## Exercise directions
Leaving out all pictures, retype the records exactly.

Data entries
* * *

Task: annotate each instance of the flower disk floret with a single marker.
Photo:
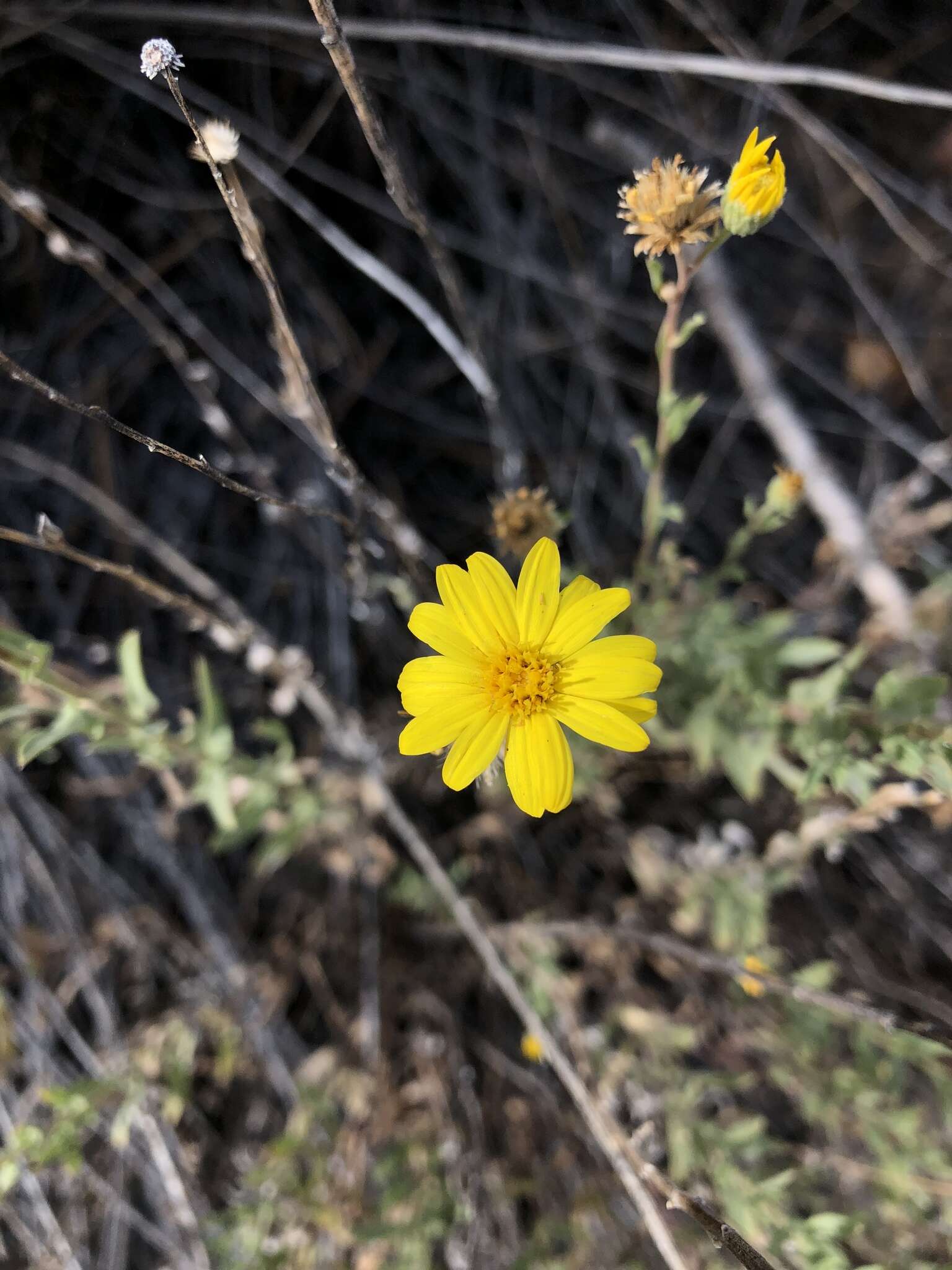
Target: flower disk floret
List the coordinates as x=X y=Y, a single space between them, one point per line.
x=513 y=665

* * *

## Answer for this exercise
Task: annotate each instance of the flower disk floret with a single marker.
Photo:
Target: flower disk floret
List the coordinates as x=X y=Y, a single space between them, one point per line.
x=513 y=665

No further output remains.